▶ [Activity 1]:
According to the Maldives travel article, how long is the seaplane ride from Male to the resort where Ross Sanders stayed?
▶ [Activity 2]:
Please continue the Maldives travel article, starting after its last sentence.

In the Maldives, with a population of more than 500,000, the health of the Maldivians has been prioritised by the government. Travel restrictions from high-risk countries were implemented early in the pandemic while movement between islands was limited.
Ross Sanders, General Manager of Anantara Kihavah Villas has remained at the resort in the Baa Atoll, a 30-minute seaplane ride from Male, during lockdown. Accompanied by a small team of staff, he offers his view on the future of holidays in the Maldives.
“We want to turn this adverse situation into something positive, which will reshape the holiday island concept allowing for a more positive long-term and sustainable impact on the environment." shares Ross.
"I believe that in the recovery of post COVID-19, the attitudes of travellers will also change, making them more mindful of their carbon footprint for example and there might be a reduction in unnecessary travel. Travelling will become a cherished commodity and return to the luxury and glamour of yesteryear” says Ross.
"Areas of excesses such as the extravagant buffet spread, will become a thing of the past as meals turn into more personalised experiences." shares Ross who continues to express how the business remodelling will be inspired by the devestating effects of the pandemic, and how he thinks it will change the shape of luxury travel in the future.
However, it seems it is not only the pandemic that has a spotlight in the travel industry right now, but the pressing urgency of sustainable travel as not only an up-and-coming trend, but a neccessary step towards cleaner, quality experiences supporting local communities and encouraging better choices across the board, from consumers to producers.

▶ [Data below]:
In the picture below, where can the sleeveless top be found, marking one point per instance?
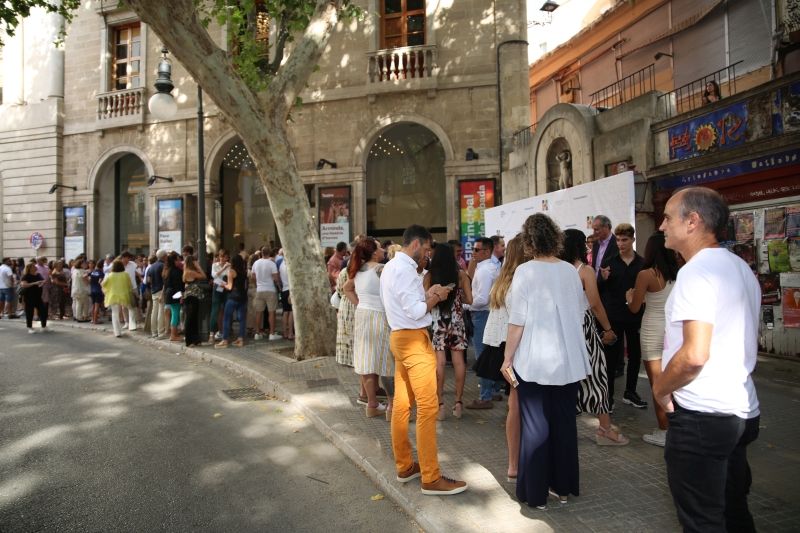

▶ [Written response 1]:
30 minutes.

▶ [Written response 2]:
"As almost everything in the Maldives is imported, a reduced wastage on our part would lessen our carbon footprint" Ross explains. "Further to this, we are also reviewing our present supply chains to see how we can encourage our suppliers to use more sustainable packaging on the items that are being delivered."
It seems there is a prediction that travel trends will change, gearing towards experience and quality with a greater sense of self-awareness from guests when it comes to their choices, from what they eat to how they travel. Defined by Ross as an opportunity to accelerate a move operationally in a greener direction, the strides taken by this region seem to be astoundingly positive.
"We will be redesigning our menus to be more organic, more sustainable, and importantly, healthier with a greater focus on aiding inner wellbeing. We are planning to hire a nutritionist consultant to help us introduce a range of nutritious dishes aimed at bolstering immunity.” shares Ross.
Ross is using his time to reinvent the resort’s facilities, clean up the island, enjoy the abundance of marine life in the house reef and get fit by preparing for an Ironman. The pause in tourism has given the resort the chance to implement island revitalisation programmes, such as tree planting, which has seen 60 new coconut palm saplings planted to date. Not only this it has also seen an increase in the reef protection programme, that reverses the impact of coral bleaching and restore colour and life back into the reefs through coral planting.
The resort now has three coral nurseries and are growing more baby branching corals on ropes, which are then transplanted back on the reef after 18 months. There are currently 400 in the nurseries and over 200 planted recently in new spots such as underneath the overwater spa.
With the Maldives being such a desired destination for many people, Ross is confident that they will see luxury travellers returning more rapidly than other destinations, provided that the airlines and airports are able to implement pre-emptive measures from the start of the travel journey. We look forward to seeing how this progresses in the Maldives and beyond.